From the newsletter text on machine learning, output the passage from "It is exciting" to "TDD in software." verbatim.

TEXT SHOWN -
---

If you would like to suggest articles, ideas, papers, libraries, jobs, events or provide feedback just hit reply or send us an email to! We have received a lot of great suggestions in the past, thank you very much for everyone's support!
Ververica posted a very insightful article on how ING built their cutting-edge infrastructure to perform fraud detection in real time using machine learning with Flink on top of Kafka streams. In this post they talk about their goals, which require support for a range of ML models, flexibility across environments, and multi-tenency. The article goes into good amounts of detail on how they leveraged streaming with Kafka and stream processing with Flink to achieve their three goals. Streaming is certainly opening a lot of exciting opportunities in business intelligence with a lot of potential. One quirky example is the Financial Times' recent video where they show the music produced by yield curves.
It is exciting to see when best practices from software engineering make their way to data science and vice-versa. This very comprehensible article introduces the benefits of Unit Testing and Test Driven Development (AKA TDD) in machine learning. TDD is a tested approach to develop better and more robust systems, where tests are written before development of the core system begins, and it's incrementally built in this way. This post proposes how testing approaches allow ML models to be more robust by reinforcing them against unstable data, underfitting and beyond. For the curious ones, here is an article that provides a deep dive on the fundamentals of TDD in software.

---

Pointing dataset records
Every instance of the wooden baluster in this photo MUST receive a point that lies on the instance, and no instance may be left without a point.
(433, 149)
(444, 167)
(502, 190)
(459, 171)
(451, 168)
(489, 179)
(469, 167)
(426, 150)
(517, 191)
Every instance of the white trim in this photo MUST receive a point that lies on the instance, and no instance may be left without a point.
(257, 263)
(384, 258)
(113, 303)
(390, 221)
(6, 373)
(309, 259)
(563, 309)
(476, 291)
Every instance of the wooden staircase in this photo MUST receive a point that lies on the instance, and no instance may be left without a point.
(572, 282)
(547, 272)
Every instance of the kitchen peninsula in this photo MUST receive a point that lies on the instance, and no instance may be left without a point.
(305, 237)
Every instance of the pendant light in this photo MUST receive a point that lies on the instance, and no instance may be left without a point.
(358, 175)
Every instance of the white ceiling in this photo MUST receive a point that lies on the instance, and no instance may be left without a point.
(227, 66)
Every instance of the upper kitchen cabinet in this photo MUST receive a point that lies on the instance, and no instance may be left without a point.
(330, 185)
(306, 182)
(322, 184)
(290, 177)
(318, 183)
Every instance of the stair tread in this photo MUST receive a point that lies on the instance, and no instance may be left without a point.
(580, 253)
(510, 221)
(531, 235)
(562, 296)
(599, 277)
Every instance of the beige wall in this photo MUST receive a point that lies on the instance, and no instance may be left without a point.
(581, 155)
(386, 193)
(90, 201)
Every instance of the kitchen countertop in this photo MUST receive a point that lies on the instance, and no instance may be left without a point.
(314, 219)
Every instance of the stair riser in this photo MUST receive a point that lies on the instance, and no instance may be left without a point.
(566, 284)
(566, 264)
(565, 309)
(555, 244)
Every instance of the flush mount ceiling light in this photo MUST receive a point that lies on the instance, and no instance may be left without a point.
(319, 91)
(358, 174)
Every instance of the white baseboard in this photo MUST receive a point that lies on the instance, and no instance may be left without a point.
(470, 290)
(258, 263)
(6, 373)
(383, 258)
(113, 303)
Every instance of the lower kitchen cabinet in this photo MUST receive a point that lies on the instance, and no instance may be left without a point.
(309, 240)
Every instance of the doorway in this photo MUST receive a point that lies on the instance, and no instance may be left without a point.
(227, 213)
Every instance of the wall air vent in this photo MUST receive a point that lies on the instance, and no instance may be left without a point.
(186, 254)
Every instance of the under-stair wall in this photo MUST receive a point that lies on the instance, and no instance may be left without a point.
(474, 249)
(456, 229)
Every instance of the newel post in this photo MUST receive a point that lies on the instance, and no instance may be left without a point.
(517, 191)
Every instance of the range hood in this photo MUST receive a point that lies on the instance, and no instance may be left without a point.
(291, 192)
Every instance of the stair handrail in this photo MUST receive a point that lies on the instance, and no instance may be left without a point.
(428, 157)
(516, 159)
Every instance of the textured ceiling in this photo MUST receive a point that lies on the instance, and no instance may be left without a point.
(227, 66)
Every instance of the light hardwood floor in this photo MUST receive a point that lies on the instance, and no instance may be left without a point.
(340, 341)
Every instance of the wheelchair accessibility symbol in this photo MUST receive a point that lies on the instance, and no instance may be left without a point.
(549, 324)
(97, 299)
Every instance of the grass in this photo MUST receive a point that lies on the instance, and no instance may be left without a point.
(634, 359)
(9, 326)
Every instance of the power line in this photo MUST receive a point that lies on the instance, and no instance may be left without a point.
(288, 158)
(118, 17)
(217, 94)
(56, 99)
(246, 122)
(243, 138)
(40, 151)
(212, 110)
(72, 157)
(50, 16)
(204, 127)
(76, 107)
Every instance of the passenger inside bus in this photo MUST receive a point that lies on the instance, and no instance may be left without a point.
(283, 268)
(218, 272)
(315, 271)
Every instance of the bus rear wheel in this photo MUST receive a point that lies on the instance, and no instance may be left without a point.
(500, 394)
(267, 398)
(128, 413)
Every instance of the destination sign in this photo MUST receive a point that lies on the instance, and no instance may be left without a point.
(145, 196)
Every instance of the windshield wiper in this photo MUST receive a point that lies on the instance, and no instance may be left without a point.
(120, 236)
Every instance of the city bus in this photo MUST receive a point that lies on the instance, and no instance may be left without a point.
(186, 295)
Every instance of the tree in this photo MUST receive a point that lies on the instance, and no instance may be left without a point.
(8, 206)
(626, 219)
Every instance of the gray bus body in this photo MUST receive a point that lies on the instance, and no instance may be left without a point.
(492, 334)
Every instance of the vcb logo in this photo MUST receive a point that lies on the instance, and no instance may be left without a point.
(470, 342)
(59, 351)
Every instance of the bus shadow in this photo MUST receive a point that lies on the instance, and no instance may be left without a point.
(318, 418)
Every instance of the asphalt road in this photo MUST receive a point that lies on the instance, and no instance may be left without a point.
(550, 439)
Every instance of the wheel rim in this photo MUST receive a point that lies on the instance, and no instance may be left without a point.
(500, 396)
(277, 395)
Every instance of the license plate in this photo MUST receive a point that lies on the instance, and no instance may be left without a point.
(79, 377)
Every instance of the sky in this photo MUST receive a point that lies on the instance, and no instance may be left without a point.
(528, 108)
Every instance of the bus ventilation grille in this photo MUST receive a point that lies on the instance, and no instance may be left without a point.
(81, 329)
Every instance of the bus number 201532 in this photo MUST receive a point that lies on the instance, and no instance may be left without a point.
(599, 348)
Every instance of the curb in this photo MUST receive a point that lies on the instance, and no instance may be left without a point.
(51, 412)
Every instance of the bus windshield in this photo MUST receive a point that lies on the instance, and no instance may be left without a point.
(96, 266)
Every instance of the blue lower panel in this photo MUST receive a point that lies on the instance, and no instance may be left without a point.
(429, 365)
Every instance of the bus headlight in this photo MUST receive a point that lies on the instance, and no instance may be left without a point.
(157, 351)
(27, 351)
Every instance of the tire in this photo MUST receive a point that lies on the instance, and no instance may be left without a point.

---

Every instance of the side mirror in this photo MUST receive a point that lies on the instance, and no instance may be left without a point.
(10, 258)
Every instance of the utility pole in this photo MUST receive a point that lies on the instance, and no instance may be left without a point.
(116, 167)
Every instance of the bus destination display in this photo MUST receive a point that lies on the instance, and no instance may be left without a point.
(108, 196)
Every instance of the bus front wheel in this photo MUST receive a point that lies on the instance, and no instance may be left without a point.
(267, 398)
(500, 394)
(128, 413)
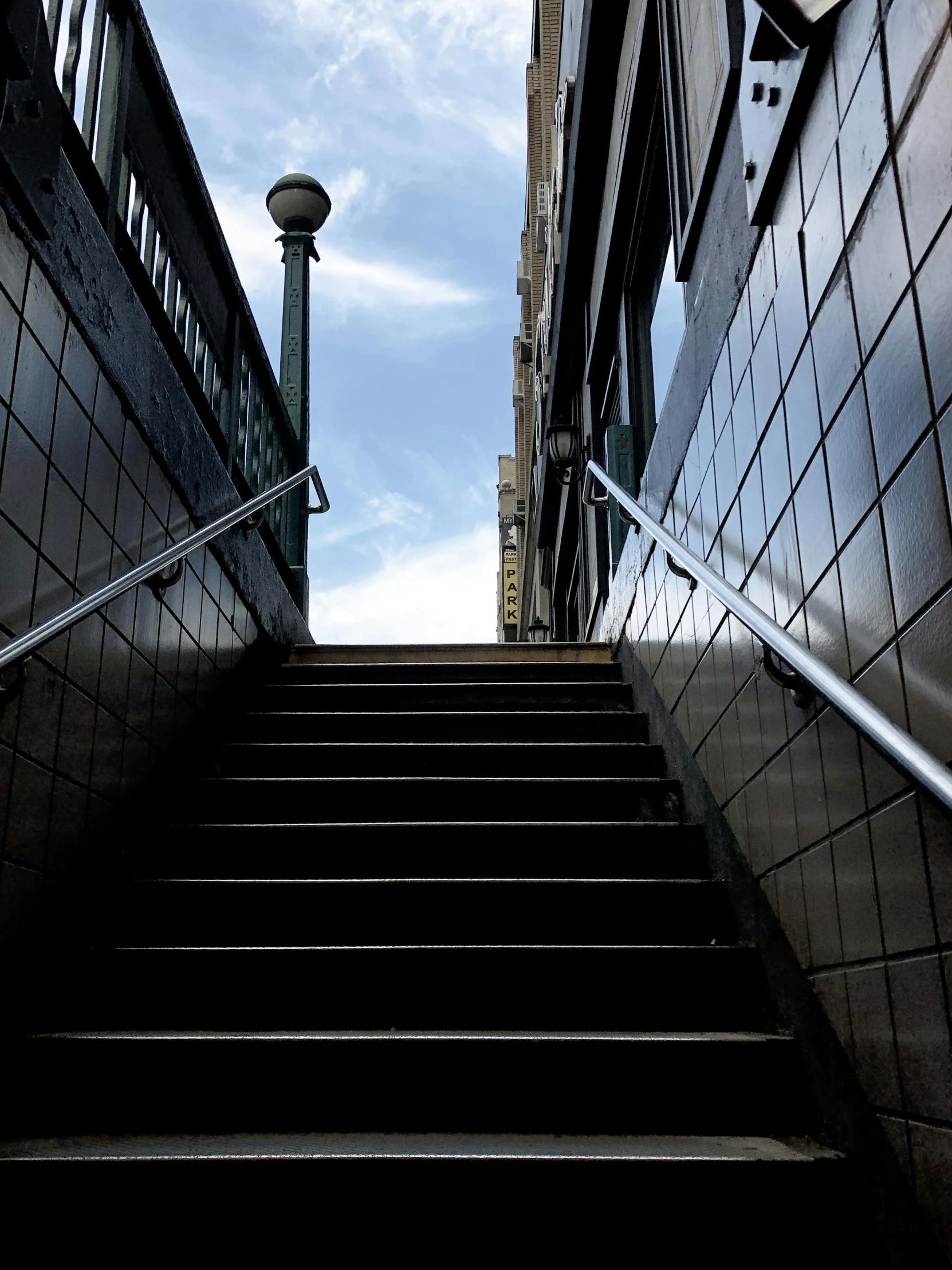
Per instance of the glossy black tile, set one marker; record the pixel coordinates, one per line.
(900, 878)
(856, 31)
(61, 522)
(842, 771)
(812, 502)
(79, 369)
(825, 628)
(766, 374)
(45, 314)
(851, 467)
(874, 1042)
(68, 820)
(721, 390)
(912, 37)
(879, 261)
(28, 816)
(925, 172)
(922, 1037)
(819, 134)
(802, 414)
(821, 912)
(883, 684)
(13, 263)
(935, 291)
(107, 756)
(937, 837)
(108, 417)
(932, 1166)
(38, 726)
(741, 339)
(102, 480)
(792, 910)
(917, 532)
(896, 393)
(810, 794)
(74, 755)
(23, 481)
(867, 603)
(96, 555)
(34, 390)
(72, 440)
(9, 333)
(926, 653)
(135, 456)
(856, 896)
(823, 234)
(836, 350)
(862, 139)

---

SOLUTION -
It is exciting to see when best practices from software engineering make their way to data science and vice-versa. This very comprehensible article introduces the benefits of Unit Testing and Test Driven Development (AKA TDD) in machine learning. TDD is a tested approach to develop better and more robust systems, where tests are written before development of the core system begins, and it's incrementally built in this way. This post proposes how testing approaches allow ML models to be more robust by reinforcing them against unstable data, underfitting and beyond. For the curious ones, here is an article that provides a deep dive on the fundamentals of TDD in software.